▶ PROVIDED TEXT

# # # # # # #

Thursday, December 8, 2016

Using the "Ring of Control" and Bodily Awareness to Control the Mind

If you've read Journey to the West one of the things you should remember is the way Xuanzang (the Monk) controls Sun Wukong (Monkey) is through the use of a golden band that Guanyin gives him. He gets tricked into placing the band over his head, where it shrinks, and, actually binds itself to his skull. Guanyin teaches Xuanzang a mantra that he can recite that makes the band shrink, squeezing Sun Wukong's skull and causing excruciating pain. This is the only way that Xuanzang can control his "chief disciple".

A Japanese painting of Sun Wukong 
Journey to the West is a collection of folk tales that people have been reciting as entertainment for a long time. But most people don't realize that that the most popular version of the text is considered by some to be a Daoist teaching story. It's taken me a lifetime of learning, but reading the W.J.F. Jenner translation for the third or fourth time, I can now see this is obviously true.

People sometimes get hung up on this interpretation because they believe that these sorts of teaching allegories have to be totally universal, or else they aren't real. They point at the characters of the Dragon horse and Sandy and ask what they are supposed to "represent". But the fact is that Journey to the West is primarily an piece of entertaining fiction, not a book of Daoist theory. It needn't be completely allegorical, all the time---it just needs to be so once in a while.

Another complaint is that since Xuanzang is a Buddhist monk and the journey is to the Western Buddhist heaven to get Buddhist scriptures, it "obviously" cannot have anything to do with Daoism. Well, this misses the constant refrain in the book that "all religions are one", the way Daoist teachers are often referenced, and, the many, many allusions to arcane aspects of Daoist teachings---all of which would be missed by the casual reader of a bad translation.

One of the ways to see this is to understand the group travelling to the Western heaven as one entity with each character representing one particular part of the human psyche. Pigsy represents the instinctual drives of the human beings. Xuanzang is the higher intellect that attempts to control the other elements of the human being. And Monkey is the "mind ape" that is the well-spring of mental activity that gives human beings their ability to think their way through the problems of life.

The part of human beings that Monkey represents is that bubbling well-spring of creativity that goes on in our mind and allows us to think of solutions to the endless problems that life throws our way. As such, it is essential to life. That is why Sun Wukong is the protector of Xuanzang in Journey to the West---because our "monkey mind" is what has allowed human beings to survive and prosper. But the problem with this bubbling well is that if we don't exert some control over it, it creates havoc in our lives. The well can create ungrounded fears that eat us alive. Or it can develop weird prejudices that alienate us from the community we need to survive. Or it can create strange obsessions that cause us to waste away our lives pursuing absurd delusions. All these problems are represented in the start of the book by the crazy havoc that Monkey creates in Heaven.

# # # # # # #

[Referring expression records]
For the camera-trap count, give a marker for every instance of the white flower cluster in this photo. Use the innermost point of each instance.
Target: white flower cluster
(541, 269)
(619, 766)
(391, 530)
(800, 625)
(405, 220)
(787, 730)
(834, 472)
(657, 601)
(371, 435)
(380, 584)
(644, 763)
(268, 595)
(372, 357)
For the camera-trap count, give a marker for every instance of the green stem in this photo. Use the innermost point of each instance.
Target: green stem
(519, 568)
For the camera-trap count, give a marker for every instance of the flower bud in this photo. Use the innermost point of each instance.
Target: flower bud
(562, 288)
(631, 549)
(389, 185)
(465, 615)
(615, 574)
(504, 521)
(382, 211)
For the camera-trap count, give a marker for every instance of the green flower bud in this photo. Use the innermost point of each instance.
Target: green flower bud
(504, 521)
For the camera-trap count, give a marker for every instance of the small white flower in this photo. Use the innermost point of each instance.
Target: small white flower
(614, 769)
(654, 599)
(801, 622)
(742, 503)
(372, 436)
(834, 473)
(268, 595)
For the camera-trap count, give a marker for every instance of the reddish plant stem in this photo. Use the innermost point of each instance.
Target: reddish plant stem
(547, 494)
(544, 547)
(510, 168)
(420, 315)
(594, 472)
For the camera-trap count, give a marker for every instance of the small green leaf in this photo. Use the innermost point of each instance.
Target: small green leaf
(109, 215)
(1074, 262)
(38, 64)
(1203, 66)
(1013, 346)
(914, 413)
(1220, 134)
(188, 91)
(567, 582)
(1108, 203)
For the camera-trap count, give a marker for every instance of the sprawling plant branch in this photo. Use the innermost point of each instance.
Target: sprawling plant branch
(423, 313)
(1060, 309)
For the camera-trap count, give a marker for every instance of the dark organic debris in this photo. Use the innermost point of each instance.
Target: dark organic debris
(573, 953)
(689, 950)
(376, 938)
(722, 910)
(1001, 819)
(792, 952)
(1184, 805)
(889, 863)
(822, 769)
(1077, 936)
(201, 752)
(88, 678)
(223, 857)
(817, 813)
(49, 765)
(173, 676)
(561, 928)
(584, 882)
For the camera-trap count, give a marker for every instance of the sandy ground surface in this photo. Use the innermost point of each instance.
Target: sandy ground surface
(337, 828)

# # # # # # #

▶ WORK INSTRUCTION A
Duplicate the Journey to the West essay word for word, everything from "A Japanese painting" down to "is obviously true.".
▶ WORK INSTRUCTION B
Continue the Journey to the West essay from the point where it stops.
Nothing in the records is needed here.

▶ WRITTEN RESPONSE A
A Japanese painting of Sun Wukong 
Journey to the West is a collection of folk tales that people have been reciting as entertainment for a long time. But most people don't realize that that the most popular version of the text is considered by some to be a Daoist teaching story. It's taken me a lifetime of learning, but reading the W.J.F. Jenner translation for the third or fourth time, I can now see this is obviously true.

▶ WRITTEN RESPONSE B
10th century Northern Chinese wooden Guanyin
The Buddha traps Sun Wukong under a mountain for five hundred years until Guanyin releases him to become Xuanzang's protector. But she realizes that without some way for the higher intellect to control the "monkey mind", there is no way that anyone can become realized or enlightened. So she tricks monkey into wearing her band and teaches the monk how to recite a mantra to control it. This is the important point.  The band is a literary device, but a mantra literally is a way of controlling our run-away creative thought process. It is like a "clamp" that blocks up the bubbling, crazily over-flowing ability to create ideas that can overwhelm our minds.

The problem is that most of us live our lives with a constant internal voice burning through out minds that says all sorts of destructive things like "you're too fat", "what's wrong with you?", "what if I run out of money?", "what if I lose my job?", "who the Hell do they think they are to tell me what to do?", etc. This voice can get louder and louder until they take over our life entirely. Repeating some phrase over and over again---which is what saying a mantra really is all about---literally drowns this voice out and allows our intellect to regain control of  our thought processes. Contrary to what some people may tell you, it doesn't really matter what the mantra is. You can repeat "om mani padme hum", "da do run run, da do run run", or, whatever. My first meditation teacher said if I wanted, I could repeat "cocksucker, cocksucker cocksucker" over and over again if it made sense to me. But the point is to be able to "clamp down" on that monkey mind and stop it from becoming so loud that it overwhelms your consciousness.

People often go into great detail about the various and sundry ways there are to meditate. But ultimately, meditation is a very simple process. It is looking at the way your mind operates, deciding what is the ideal way for it to be, and, finding out ways that you can learn to control it. In the case that I've mentioned from Journey to the West, I've identified one of the easiest---using a mantra. But there are other mechanisms too.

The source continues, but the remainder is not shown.